[Dataset excerpt]
►

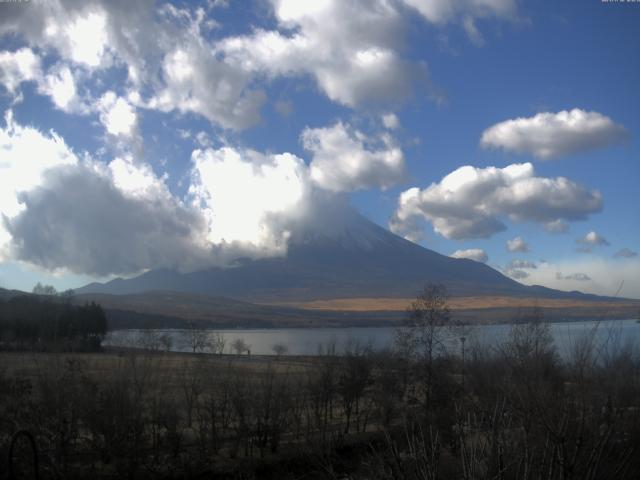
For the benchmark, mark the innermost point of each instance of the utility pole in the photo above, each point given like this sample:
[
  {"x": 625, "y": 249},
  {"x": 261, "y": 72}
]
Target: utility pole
[{"x": 462, "y": 340}]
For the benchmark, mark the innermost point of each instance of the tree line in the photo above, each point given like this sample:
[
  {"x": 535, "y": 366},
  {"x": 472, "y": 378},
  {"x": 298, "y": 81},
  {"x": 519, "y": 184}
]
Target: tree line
[
  {"x": 418, "y": 411},
  {"x": 47, "y": 319}
]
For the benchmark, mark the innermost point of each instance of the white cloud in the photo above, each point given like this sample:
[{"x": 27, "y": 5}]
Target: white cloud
[
  {"x": 607, "y": 276},
  {"x": 442, "y": 11},
  {"x": 26, "y": 155},
  {"x": 550, "y": 135},
  {"x": 577, "y": 277},
  {"x": 476, "y": 254},
  {"x": 470, "y": 202},
  {"x": 351, "y": 49},
  {"x": 517, "y": 263},
  {"x": 390, "y": 121},
  {"x": 117, "y": 115},
  {"x": 556, "y": 226},
  {"x": 17, "y": 67},
  {"x": 345, "y": 159},
  {"x": 516, "y": 273},
  {"x": 517, "y": 244},
  {"x": 519, "y": 269},
  {"x": 249, "y": 198},
  {"x": 593, "y": 239},
  {"x": 124, "y": 218},
  {"x": 625, "y": 253},
  {"x": 111, "y": 231}
]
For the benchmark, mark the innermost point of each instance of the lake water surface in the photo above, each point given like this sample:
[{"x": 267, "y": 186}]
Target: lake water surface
[{"x": 613, "y": 334}]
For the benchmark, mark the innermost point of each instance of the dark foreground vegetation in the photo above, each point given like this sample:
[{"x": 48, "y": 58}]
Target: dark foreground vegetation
[{"x": 517, "y": 411}]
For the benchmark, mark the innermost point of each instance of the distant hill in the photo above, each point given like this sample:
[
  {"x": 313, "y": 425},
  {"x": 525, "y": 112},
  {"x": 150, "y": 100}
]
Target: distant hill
[{"x": 355, "y": 258}]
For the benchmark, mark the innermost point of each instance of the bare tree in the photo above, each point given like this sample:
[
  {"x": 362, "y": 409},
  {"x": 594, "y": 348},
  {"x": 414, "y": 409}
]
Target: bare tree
[
  {"x": 422, "y": 336},
  {"x": 239, "y": 346},
  {"x": 280, "y": 349},
  {"x": 195, "y": 338},
  {"x": 217, "y": 343}
]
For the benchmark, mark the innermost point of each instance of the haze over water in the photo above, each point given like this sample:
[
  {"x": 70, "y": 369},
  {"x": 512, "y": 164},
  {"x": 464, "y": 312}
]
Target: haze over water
[{"x": 615, "y": 334}]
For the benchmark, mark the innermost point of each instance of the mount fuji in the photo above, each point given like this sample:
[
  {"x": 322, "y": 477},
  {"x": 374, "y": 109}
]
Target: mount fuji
[{"x": 352, "y": 258}]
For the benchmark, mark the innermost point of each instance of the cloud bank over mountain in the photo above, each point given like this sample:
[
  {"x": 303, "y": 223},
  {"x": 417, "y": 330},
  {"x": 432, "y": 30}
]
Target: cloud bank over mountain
[{"x": 471, "y": 202}]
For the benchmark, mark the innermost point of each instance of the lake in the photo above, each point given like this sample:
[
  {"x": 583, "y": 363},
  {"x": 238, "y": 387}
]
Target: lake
[{"x": 613, "y": 334}]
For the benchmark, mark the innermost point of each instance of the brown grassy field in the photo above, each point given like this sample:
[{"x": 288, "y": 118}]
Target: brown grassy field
[{"x": 455, "y": 303}]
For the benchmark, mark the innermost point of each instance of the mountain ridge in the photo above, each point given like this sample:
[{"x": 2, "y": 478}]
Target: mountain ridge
[{"x": 355, "y": 258}]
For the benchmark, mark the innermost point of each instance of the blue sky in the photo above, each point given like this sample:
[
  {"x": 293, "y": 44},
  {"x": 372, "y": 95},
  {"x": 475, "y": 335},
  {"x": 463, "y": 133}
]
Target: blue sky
[{"x": 206, "y": 130}]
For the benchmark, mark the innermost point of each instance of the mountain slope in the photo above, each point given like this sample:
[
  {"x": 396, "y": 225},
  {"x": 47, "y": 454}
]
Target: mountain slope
[{"x": 355, "y": 258}]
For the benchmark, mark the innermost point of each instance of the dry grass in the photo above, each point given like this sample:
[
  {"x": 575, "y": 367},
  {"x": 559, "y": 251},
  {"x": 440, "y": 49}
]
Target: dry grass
[{"x": 455, "y": 303}]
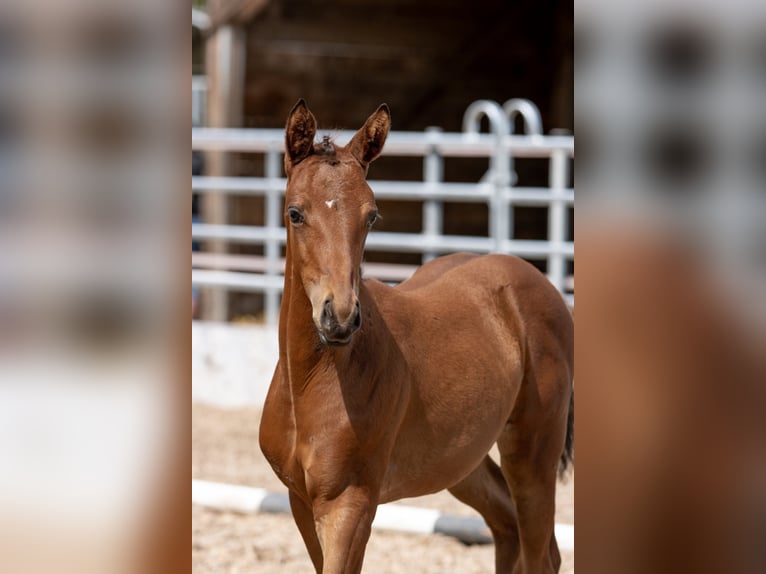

◄

Task requirements ::
Copy out the rows exactly, from the line with "the mount fuji" up to and including the last line of the rows. Leave the pictures out of your answer.

Output ::
For the benchmark, mark the innermost point of each instance of the mount fuji in the photo above, each point given like this sample:
[
  {"x": 322, "y": 477},
  {"x": 374, "y": 109}
]
Target: mount fuji
[{"x": 352, "y": 258}]
For the benchmark, mark the innermost point of each instance of the cloud bank over mountain in the photo above, each point given like this sample:
[
  {"x": 303, "y": 223},
  {"x": 417, "y": 330},
  {"x": 432, "y": 30}
]
Target: cloud bank over mountain
[{"x": 471, "y": 202}]
For the benchmark, mark the innermost point of each instance of the lake in the photo above, each point given like this sample:
[
  {"x": 583, "y": 363},
  {"x": 238, "y": 387}
]
Target: lake
[{"x": 613, "y": 334}]
For the benchmark, mark the innermost point of each instance of the brown grassy field in the photo above, each point given like this sample:
[{"x": 288, "y": 118}]
Target: brown grassy field
[{"x": 455, "y": 303}]
For the benchmark, mark the innermost point of each instance of the mountain ridge in the photo above, each point given like this sample:
[{"x": 2, "y": 478}]
Target: mountain ridge
[{"x": 355, "y": 258}]
For the benchmark, mark the innermost point of each instance of the blue sky in the photo above, each point given like this sample:
[
  {"x": 293, "y": 44},
  {"x": 372, "y": 95},
  {"x": 475, "y": 335},
  {"x": 463, "y": 133}
]
Target: blue sky
[{"x": 206, "y": 130}]
For the benchmark, mark the innermost point of each instance of the mountain slope in the photo above, each point given like this sample:
[
  {"x": 396, "y": 225},
  {"x": 47, "y": 454}
]
Target: mountain slope
[{"x": 355, "y": 258}]
For the benchmark, mark the innermost point of each instance of the dry grass in the photo above, each point given like this sample:
[
  {"x": 575, "y": 367},
  {"x": 559, "y": 251},
  {"x": 440, "y": 49}
]
Target: dry grass
[{"x": 455, "y": 303}]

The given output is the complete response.